▶ **TASK REQUIREMENTS**: Number the lines below in order, skipping any blank lines, and leave the pictures out of your answer.

>> BEGIN PROVIDED RECORDS

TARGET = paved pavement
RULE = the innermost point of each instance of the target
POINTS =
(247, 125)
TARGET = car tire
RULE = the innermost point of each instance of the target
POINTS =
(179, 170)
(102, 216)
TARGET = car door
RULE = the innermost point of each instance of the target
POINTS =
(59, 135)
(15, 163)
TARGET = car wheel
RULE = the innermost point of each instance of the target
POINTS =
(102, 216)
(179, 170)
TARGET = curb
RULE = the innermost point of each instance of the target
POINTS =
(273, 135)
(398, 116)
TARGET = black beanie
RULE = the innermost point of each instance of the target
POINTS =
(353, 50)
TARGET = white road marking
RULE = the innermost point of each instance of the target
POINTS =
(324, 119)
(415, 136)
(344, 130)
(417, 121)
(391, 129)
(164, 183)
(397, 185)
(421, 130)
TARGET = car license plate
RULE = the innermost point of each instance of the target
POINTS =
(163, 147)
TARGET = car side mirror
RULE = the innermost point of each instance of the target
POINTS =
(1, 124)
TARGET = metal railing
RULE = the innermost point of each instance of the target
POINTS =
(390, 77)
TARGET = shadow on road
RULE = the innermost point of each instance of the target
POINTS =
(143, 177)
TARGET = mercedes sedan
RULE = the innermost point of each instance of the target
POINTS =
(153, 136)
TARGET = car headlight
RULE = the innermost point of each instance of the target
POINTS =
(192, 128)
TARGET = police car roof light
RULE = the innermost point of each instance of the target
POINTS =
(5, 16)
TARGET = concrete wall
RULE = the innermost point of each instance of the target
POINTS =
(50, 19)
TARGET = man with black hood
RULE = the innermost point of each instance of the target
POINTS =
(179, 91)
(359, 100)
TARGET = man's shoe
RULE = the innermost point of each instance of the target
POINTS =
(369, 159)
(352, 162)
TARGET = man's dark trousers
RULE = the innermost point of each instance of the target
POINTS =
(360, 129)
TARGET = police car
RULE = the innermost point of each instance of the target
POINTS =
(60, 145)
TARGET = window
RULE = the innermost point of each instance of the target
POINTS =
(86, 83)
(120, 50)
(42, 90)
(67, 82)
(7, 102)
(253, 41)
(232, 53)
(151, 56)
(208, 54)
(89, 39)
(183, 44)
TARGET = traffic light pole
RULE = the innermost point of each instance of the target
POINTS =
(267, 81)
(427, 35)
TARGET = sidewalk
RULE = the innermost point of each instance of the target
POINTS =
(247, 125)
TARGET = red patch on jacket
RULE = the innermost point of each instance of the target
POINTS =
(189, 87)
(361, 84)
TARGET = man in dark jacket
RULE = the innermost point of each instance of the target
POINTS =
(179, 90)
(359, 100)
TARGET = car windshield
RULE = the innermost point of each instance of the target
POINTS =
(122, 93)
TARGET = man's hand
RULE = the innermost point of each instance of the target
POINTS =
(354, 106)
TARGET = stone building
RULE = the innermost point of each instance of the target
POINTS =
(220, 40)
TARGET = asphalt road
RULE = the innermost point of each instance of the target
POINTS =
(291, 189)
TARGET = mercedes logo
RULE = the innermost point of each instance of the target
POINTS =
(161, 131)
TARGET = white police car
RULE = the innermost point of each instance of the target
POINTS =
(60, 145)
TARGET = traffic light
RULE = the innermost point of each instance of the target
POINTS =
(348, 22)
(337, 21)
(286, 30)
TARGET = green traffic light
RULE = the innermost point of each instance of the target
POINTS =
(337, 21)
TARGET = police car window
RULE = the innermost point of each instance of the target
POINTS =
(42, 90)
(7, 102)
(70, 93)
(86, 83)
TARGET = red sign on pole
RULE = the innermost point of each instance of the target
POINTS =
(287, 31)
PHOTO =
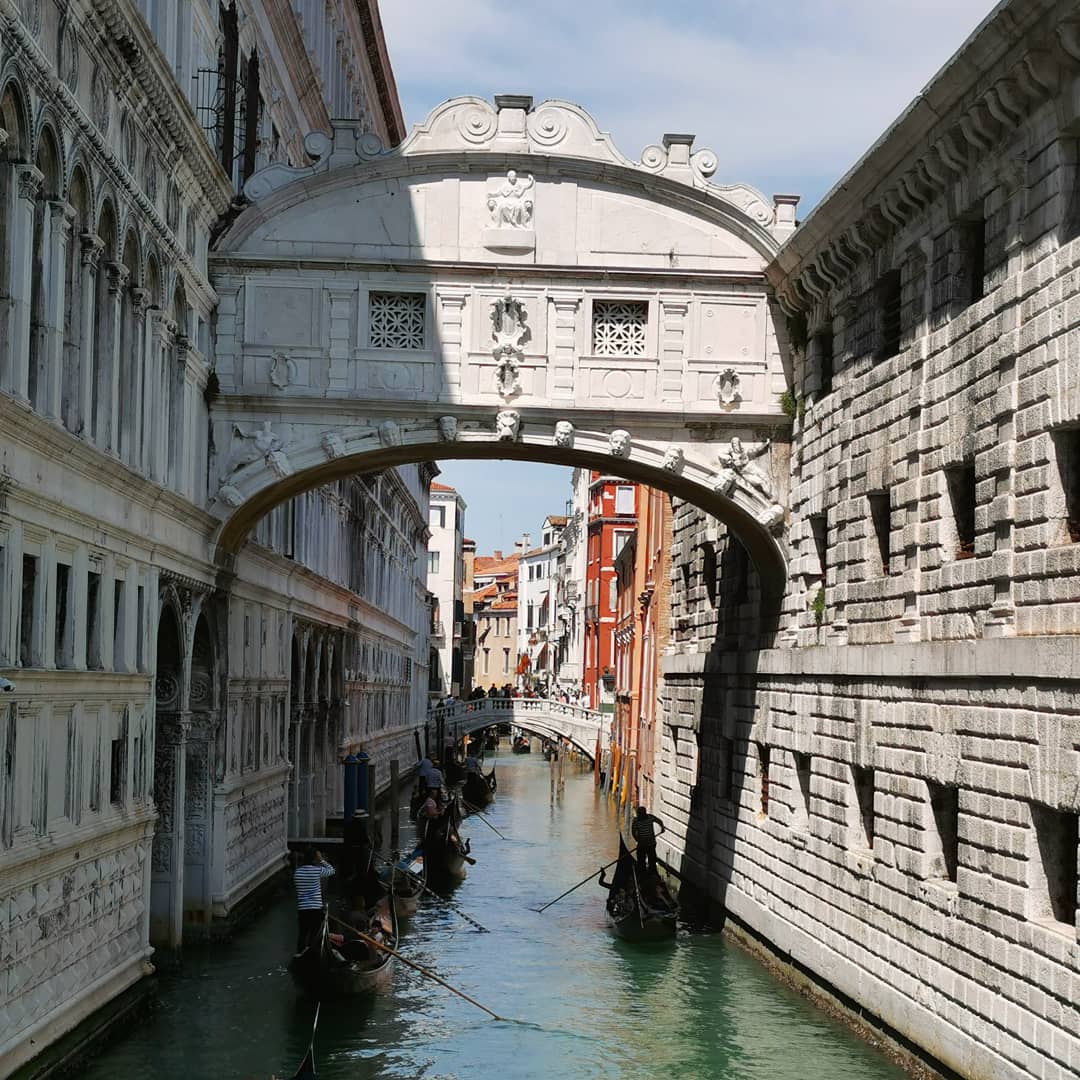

>> END PROVIDED RECORDS

▶ **SOLUTION TO THIS EXERCISE**:
1. TARGET = paved pavement
2. RULE = the innermost point of each instance of the target
3. POINTS =
4. (247, 125)
5. TARGET = car tire
6. RULE = the innermost point of each instance of the target
7. POINTS =
8. (179, 170)
9. (102, 216)
10. TARGET = car door
11. RULE = the innermost point of each instance of the target
12. POINTS =
13. (59, 135)
14. (15, 163)
15. TARGET = car wheel
16. RULE = the innermost point of each instance of the target
17. POINTS =
18. (102, 216)
19. (179, 170)
20. TARGET = curb
21. RULE = the innermost point of each instance of the target
22. POINTS =
23. (273, 135)
24. (398, 116)
25. TARGET = black beanie
26. RULE = the innermost point of each instance of the target
27. POINTS =
28. (353, 50)
29. TARGET = white road marking
30. RULE = the innermost point of each instance of the target
31. POINTS =
32. (324, 119)
33. (415, 136)
34. (344, 130)
35. (417, 121)
36. (391, 129)
37. (164, 183)
38. (397, 185)
39. (421, 130)
40. TARGET = car license plate
41. RULE = the innermost point of each instance of the target
42. POINTS =
43. (163, 147)
44. TARGET = car side mirror
45. RULE = the innermost point of each instance of the target
46. POINTS =
47. (1, 124)
48. TARGET = metal railing
49. RULE = the innermost point of each instance of the target
50. POINTS =
51. (390, 77)
52. TARGET = shadow on road
53. RULE = the innermost point of each instance of the target
54. POINTS =
55. (143, 177)
56. TARGET = mercedes sedan
57. RULE = the innermost point of each instance of the target
58. POINTS =
59. (153, 136)
60. TARGET = car headlight
61. RULE = the innermost point of each instance of the target
62. POINTS =
63. (192, 128)
64. TARGET = police car roof light
65. RULE = the innermost point of each instance of the target
66. POINTS =
67. (5, 16)
68. TARGET = concrete wall
69. RULE = the innermost point of each instance of the target
70. POINTS =
71. (50, 19)
72. TARGET = man with black hood
73. RULE = the innermost point of each instance of the target
74. POINTS =
75. (179, 91)
76. (359, 100)
77. TARGET = man's shoe
78. RULE = the innermost point of each instance of the target
79. POINTS =
80. (369, 159)
81. (352, 162)
82. TARGET = man's dark trousers
83. RULE = the innermost point of each instance of the target
84. POINTS =
85. (360, 129)
86. TARGET = police car
87. RULE = the innermost point of each instance of the target
88. POINTS =
89. (60, 145)
90. TARGET = window
91. RULE = the innermost point of each instance of the target
92. POINTS =
93. (86, 83)
94. (120, 50)
95. (42, 90)
96. (67, 82)
97. (7, 102)
98. (253, 41)
99. (232, 53)
100. (151, 56)
101. (208, 54)
102. (89, 39)
103. (183, 44)
104. TARGET = traffic light pole
105. RULE = the innermost point of each instance of the target
106. POINTS =
107. (267, 81)
108. (427, 35)
109. TARGET = sidewalk
110. RULE = the innermost point of each instance of the target
111. POINTS =
112. (247, 125)
113. TARGET = red patch on jacket
114. RULE = the innermost point of each instance of the target
115. POINTS =
116. (189, 87)
117. (361, 84)
118. TARGET = man in dark jacket
119. RULE = the innermost point of each instance of the target
120. POINTS =
121. (179, 90)
122. (359, 100)
123. TARGET = car windshield
124. RULE = the innermost point of each instance of the target
125. POINTS =
126. (122, 93)
127. TARGET = man's hand
128. RULE = the innermost point of each instance of the target
129. POINTS =
130. (354, 106)
131. TARGET = stone building
132. RULE = the innermost point of each instance of the target
133. POINTS =
134. (220, 40)
135. TARGET = asphalt road
136. RULE = the innermost point of each instance of the target
137. POINTS =
138. (291, 189)
139. TARGET = mercedes logo
140. RULE = the innermost point of each instance of the target
141. POINTS =
142. (161, 131)
143. TARGET = white police car
144. RULE = the innermost point of each instance of the target
145. POINTS =
146. (60, 145)
147. TARGET = traffic light
148. RULE = the innermost point of each instance of the target
149. POINTS =
150. (348, 22)
151. (337, 21)
152. (286, 30)
153. TARGET = green traffic light
154. RULE = the innermost point of each instance of the target
155. POINTS =
156. (337, 21)
157. TARGET = police car window
158. RULE = the innermost point of each instance of the target
159. POINTS =
160. (42, 90)
161. (7, 102)
162. (70, 93)
163. (86, 83)
164. TARGET = red sign on pole
165. RULE = the innermost point of each instance of the target
166. POINTS =
167. (287, 31)
168. PHOTO =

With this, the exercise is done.